Segmentation mask data
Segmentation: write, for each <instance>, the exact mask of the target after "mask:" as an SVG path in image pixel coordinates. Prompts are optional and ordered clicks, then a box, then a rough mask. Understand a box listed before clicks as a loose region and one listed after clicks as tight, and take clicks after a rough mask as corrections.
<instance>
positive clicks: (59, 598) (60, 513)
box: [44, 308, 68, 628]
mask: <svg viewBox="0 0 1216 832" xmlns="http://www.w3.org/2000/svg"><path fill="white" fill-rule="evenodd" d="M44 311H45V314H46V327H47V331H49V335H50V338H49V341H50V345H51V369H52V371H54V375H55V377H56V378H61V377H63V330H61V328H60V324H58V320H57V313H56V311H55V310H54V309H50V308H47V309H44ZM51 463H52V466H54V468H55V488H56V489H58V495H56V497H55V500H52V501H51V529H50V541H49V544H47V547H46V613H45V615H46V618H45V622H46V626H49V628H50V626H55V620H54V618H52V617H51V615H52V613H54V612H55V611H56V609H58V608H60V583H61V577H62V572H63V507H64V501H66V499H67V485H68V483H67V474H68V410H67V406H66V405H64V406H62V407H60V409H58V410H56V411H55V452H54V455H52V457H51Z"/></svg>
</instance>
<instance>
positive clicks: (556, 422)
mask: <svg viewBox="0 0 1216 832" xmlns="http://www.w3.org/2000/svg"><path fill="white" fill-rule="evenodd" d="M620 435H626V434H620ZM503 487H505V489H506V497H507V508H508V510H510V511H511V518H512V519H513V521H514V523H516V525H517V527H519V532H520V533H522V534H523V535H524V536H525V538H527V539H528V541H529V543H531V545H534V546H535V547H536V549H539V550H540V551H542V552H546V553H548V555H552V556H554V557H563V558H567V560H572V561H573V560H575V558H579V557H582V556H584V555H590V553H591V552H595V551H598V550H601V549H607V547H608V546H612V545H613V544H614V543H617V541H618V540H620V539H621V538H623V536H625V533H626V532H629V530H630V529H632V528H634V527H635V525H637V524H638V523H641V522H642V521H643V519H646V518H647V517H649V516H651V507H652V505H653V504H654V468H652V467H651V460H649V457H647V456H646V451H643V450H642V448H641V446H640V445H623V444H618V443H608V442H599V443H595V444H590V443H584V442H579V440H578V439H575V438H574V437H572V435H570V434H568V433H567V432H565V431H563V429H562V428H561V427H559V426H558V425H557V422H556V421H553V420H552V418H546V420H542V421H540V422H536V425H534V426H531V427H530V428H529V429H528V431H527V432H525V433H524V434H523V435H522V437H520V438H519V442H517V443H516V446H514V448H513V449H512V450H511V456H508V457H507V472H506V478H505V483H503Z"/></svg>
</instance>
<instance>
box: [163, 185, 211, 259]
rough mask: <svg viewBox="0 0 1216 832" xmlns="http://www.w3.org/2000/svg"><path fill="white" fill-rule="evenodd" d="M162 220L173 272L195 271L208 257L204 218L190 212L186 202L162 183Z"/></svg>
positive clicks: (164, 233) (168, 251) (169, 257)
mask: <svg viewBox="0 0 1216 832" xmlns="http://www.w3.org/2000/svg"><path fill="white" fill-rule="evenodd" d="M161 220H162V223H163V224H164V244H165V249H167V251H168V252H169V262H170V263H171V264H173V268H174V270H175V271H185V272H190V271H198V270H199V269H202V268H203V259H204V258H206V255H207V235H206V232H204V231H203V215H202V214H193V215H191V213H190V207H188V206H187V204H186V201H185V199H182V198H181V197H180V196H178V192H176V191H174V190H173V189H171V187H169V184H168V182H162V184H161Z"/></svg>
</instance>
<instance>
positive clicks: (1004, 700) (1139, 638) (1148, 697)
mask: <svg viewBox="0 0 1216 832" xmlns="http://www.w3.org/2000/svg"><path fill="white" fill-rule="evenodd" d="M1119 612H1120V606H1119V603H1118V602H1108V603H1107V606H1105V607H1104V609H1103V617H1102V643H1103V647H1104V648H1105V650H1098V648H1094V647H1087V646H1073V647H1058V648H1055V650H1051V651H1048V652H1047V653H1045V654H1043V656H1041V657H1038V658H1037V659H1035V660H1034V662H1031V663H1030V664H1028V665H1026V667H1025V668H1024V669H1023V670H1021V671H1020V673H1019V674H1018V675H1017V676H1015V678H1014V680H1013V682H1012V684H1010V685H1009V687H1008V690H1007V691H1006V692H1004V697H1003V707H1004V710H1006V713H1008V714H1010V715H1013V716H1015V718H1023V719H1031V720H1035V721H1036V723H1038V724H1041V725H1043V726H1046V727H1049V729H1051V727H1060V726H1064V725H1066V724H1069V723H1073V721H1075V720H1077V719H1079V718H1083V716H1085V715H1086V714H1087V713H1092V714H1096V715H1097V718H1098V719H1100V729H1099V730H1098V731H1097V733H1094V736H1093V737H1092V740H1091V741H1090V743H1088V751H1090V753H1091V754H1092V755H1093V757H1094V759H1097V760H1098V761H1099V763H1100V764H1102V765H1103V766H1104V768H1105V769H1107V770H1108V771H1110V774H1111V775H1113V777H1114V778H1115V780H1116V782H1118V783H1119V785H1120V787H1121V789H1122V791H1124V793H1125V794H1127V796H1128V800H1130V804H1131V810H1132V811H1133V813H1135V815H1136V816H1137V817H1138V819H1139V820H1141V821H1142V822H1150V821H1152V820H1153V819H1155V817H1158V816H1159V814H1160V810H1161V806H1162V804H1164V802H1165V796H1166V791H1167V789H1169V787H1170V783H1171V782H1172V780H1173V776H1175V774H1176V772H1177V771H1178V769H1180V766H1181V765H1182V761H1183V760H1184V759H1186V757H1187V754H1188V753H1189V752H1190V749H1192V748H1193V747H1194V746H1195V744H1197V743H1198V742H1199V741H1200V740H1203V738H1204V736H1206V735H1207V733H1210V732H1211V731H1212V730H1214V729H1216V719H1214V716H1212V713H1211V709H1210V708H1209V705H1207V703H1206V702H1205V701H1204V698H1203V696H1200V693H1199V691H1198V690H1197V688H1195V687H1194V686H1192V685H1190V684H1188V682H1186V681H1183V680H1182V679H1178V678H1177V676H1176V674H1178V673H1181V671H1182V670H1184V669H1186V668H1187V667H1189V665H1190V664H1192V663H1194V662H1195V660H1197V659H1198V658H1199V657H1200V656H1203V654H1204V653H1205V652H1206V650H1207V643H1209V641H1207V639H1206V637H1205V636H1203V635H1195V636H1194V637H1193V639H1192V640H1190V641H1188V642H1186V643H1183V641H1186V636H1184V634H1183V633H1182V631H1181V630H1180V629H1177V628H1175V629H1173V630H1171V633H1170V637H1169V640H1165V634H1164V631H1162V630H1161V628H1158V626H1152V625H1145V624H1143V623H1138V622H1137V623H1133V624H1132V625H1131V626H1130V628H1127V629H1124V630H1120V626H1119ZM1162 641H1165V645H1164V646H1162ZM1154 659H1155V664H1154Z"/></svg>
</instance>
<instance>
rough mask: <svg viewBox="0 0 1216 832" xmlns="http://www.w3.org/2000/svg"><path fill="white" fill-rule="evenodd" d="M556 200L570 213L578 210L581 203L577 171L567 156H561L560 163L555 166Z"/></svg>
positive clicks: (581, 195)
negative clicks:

Problem to work on: Write each line of the data above out again without altering a word.

Answer for the task:
Segmentation: write, for each <instance>, the exact mask of the target after "mask:" as an SVG path in image pixel coordinates. Prompts are optional and ordered clicks, then a box, then a rough mask. Understand a box listed before clicks as a loose region and one listed after clicks as tight, and take clicks after a rough mask as corrections.
<instance>
positive clicks: (59, 598) (60, 513)
box: [44, 308, 68, 628]
mask: <svg viewBox="0 0 1216 832" xmlns="http://www.w3.org/2000/svg"><path fill="white" fill-rule="evenodd" d="M44 311H45V314H46V327H47V331H49V335H50V338H49V341H50V345H51V369H52V371H54V375H55V377H56V378H61V377H63V330H61V328H60V324H58V320H57V313H56V311H55V310H54V309H50V308H47V309H44ZM51 463H52V466H54V468H55V488H56V489H58V495H56V497H55V500H52V501H51V529H50V541H49V544H47V547H46V613H45V615H46V618H45V622H46V626H49V628H50V626H55V620H54V618H52V617H51V615H52V613H54V612H55V611H56V609H58V608H60V583H61V577H62V572H63V507H64V501H66V499H67V485H68V483H67V474H68V410H67V406H66V405H64V406H62V407H60V409H58V410H56V411H55V452H54V455H52V457H51Z"/></svg>
</instance>
<instance>
positive clicks: (556, 422)
mask: <svg viewBox="0 0 1216 832" xmlns="http://www.w3.org/2000/svg"><path fill="white" fill-rule="evenodd" d="M620 435H626V434H620ZM503 487H505V489H506V497H507V508H508V510H510V511H511V518H512V519H513V521H514V523H516V525H517V527H519V532H520V533H522V534H523V535H524V536H525V538H527V539H528V541H529V543H531V545H534V546H535V547H536V549H539V550H540V551H542V552H546V553H548V555H552V556H554V557H563V558H567V560H572V561H573V560H575V558H579V557H582V556H584V555H590V553H591V552H595V551H598V550H601V549H607V547H608V546H612V545H613V544H614V543H617V541H618V540H620V539H621V538H623V536H625V533H626V532H629V530H630V529H632V528H634V527H635V525H637V524H638V523H641V522H642V521H643V519H646V518H647V517H649V516H651V507H652V505H653V504H654V468H652V467H651V460H649V457H647V456H646V451H643V450H642V448H641V446H640V445H623V444H618V443H608V442H599V443H595V444H590V443H584V442H579V440H578V439H575V438H574V437H572V435H570V434H568V433H567V432H565V431H563V429H562V428H561V427H559V426H558V425H557V422H556V421H553V420H552V418H546V420H542V421H540V422H536V425H534V426H531V427H530V428H529V429H528V431H527V432H525V433H524V434H523V435H522V437H520V438H519V442H517V443H516V446H514V448H513V449H512V450H511V456H508V457H507V472H506V478H505V483H503Z"/></svg>
</instance>
<instance>
box: [163, 185, 211, 259]
rough mask: <svg viewBox="0 0 1216 832" xmlns="http://www.w3.org/2000/svg"><path fill="white" fill-rule="evenodd" d="M162 220L173 272L195 271L208 257L204 218L190 212L186 202L162 183Z"/></svg>
positive clicks: (164, 233) (168, 251) (169, 257)
mask: <svg viewBox="0 0 1216 832" xmlns="http://www.w3.org/2000/svg"><path fill="white" fill-rule="evenodd" d="M161 220H162V223H163V224H164V244H165V249H167V251H168V252H169V262H170V263H171V264H173V268H174V270H175V271H185V272H190V271H198V270H199V269H202V268H203V259H204V258H206V255H207V235H206V232H204V231H203V215H202V214H193V215H191V213H190V207H188V206H187V204H186V201H185V199H182V198H181V197H180V196H178V192H176V191H174V190H173V189H171V187H169V184H168V182H162V184H161Z"/></svg>
</instance>
<instance>
positive clicks: (1004, 700) (1139, 638) (1148, 697)
mask: <svg viewBox="0 0 1216 832" xmlns="http://www.w3.org/2000/svg"><path fill="white" fill-rule="evenodd" d="M1119 612H1120V606H1119V603H1118V602H1108V603H1107V606H1105V607H1104V609H1103V617H1102V643H1103V647H1104V648H1105V650H1098V648H1094V647H1087V646H1073V647H1058V648H1055V650H1051V651H1048V652H1047V653H1045V654H1043V656H1041V657H1038V658H1037V659H1035V660H1034V662H1031V663H1030V664H1028V665H1026V667H1025V668H1024V669H1023V670H1021V671H1020V673H1019V674H1018V675H1017V676H1015V678H1014V680H1013V682H1012V684H1010V685H1009V687H1008V690H1007V691H1006V692H1004V697H1003V707H1004V710H1006V713H1008V714H1010V715H1013V716H1015V718H1023V719H1031V720H1035V721H1036V723H1038V724H1041V725H1043V726H1046V727H1049V729H1051V727H1060V726H1064V725H1066V724H1069V723H1073V721H1075V720H1077V719H1079V718H1083V716H1085V715H1086V714H1087V713H1092V714H1096V715H1097V718H1098V719H1100V729H1099V730H1098V731H1097V733H1094V736H1093V737H1092V740H1091V741H1090V743H1088V751H1090V753H1091V754H1092V755H1093V757H1094V759H1097V760H1098V761H1099V763H1100V764H1102V765H1103V766H1104V768H1105V769H1107V770H1108V771H1110V774H1111V775H1113V777H1114V778H1115V780H1116V782H1118V783H1119V785H1120V787H1121V789H1122V791H1124V793H1125V794H1127V796H1128V800H1130V804H1131V810H1132V811H1133V813H1135V815H1136V816H1137V817H1138V819H1139V820H1141V821H1142V822H1150V821H1152V820H1153V819H1155V817H1158V816H1159V814H1160V810H1161V806H1162V804H1164V802H1165V796H1166V791H1167V789H1169V787H1170V783H1171V782H1172V780H1173V776H1175V774H1176V772H1177V771H1178V769H1180V766H1181V765H1182V761H1183V760H1184V759H1186V757H1187V754H1188V753H1189V752H1190V749H1192V748H1193V747H1194V746H1195V744H1197V743H1198V742H1199V741H1200V740H1203V738H1204V736H1206V735H1207V733H1210V732H1211V731H1212V730H1214V729H1216V719H1214V716H1212V713H1211V709H1210V708H1209V705H1207V703H1206V702H1205V701H1204V698H1203V696H1200V693H1199V691H1198V690H1197V688H1195V687H1194V686H1192V685H1190V684H1188V682H1186V681H1183V680H1182V679H1178V678H1177V676H1176V674H1178V673H1181V671H1182V670H1184V669H1186V668H1187V667H1189V665H1190V664H1192V663H1194V662H1195V660H1197V659H1198V658H1199V657H1200V656H1203V654H1204V653H1205V652H1206V650H1207V643H1209V641H1207V639H1206V637H1205V636H1203V635H1195V636H1194V637H1193V639H1192V640H1190V641H1188V642H1186V643H1183V641H1186V636H1184V634H1183V633H1182V631H1181V630H1180V629H1177V628H1175V629H1173V630H1171V633H1170V637H1169V640H1165V634H1164V631H1162V630H1161V628H1158V626H1152V625H1145V624H1143V623H1138V622H1137V623H1133V624H1132V625H1131V626H1130V628H1127V629H1124V630H1120V626H1119ZM1162 641H1165V645H1164V646H1162ZM1154 659H1155V664H1154Z"/></svg>
</instance>
<instance>
rough mask: <svg viewBox="0 0 1216 832" xmlns="http://www.w3.org/2000/svg"><path fill="white" fill-rule="evenodd" d="M556 200L570 213L578 210L581 203L577 171L567 156H561L560 163L555 166Z"/></svg>
positive clicks: (581, 195)
negative clicks:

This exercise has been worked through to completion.